▶ [Action item]:
What is needed is the whole of the data, set down exactly.

▶ [Task input]:
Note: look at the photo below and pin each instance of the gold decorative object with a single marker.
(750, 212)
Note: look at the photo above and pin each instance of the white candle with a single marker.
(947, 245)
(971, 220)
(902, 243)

▶ [Answer section]:
Note: look at the photo below and pin each instance of the gold decorative object with a single marker.
(750, 212)
Note: look at the photo above and pin each instance of the white candle with a single marker.
(947, 245)
(971, 220)
(902, 243)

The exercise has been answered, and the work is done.